### Problem to solve
Restate word for word the line containing "Target: street lamp" and all remaining lines of the entries below.

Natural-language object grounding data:
· · · · ·

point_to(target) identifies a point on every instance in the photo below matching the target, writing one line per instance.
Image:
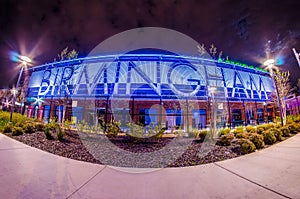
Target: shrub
(193, 134)
(7, 128)
(239, 129)
(292, 127)
(19, 124)
(277, 133)
(224, 132)
(202, 134)
(39, 126)
(28, 128)
(257, 140)
(260, 130)
(269, 137)
(159, 135)
(268, 126)
(241, 135)
(246, 146)
(250, 129)
(226, 139)
(16, 131)
(47, 133)
(285, 131)
(113, 129)
(60, 134)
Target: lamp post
(270, 65)
(24, 61)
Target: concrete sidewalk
(26, 172)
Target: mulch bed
(78, 146)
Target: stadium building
(161, 88)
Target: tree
(282, 81)
(66, 54)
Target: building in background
(160, 88)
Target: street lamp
(24, 60)
(270, 66)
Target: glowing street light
(270, 66)
(24, 60)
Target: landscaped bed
(76, 145)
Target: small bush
(60, 134)
(202, 134)
(113, 129)
(277, 133)
(47, 133)
(260, 130)
(269, 137)
(39, 126)
(16, 131)
(257, 140)
(250, 129)
(19, 124)
(226, 139)
(7, 128)
(224, 131)
(193, 134)
(28, 128)
(292, 127)
(239, 129)
(246, 146)
(285, 131)
(241, 135)
(267, 126)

· · · · ·

### Response to the exercise
Target: street lamp
(24, 60)
(270, 66)
Target: glowing street light
(270, 66)
(24, 60)
Target: landscaped bed
(76, 145)
Target: small bush
(60, 134)
(202, 134)
(113, 129)
(277, 133)
(47, 133)
(260, 130)
(269, 137)
(39, 126)
(16, 131)
(257, 140)
(250, 129)
(19, 124)
(226, 139)
(7, 128)
(224, 131)
(193, 134)
(28, 128)
(292, 127)
(239, 129)
(246, 146)
(285, 131)
(241, 135)
(267, 126)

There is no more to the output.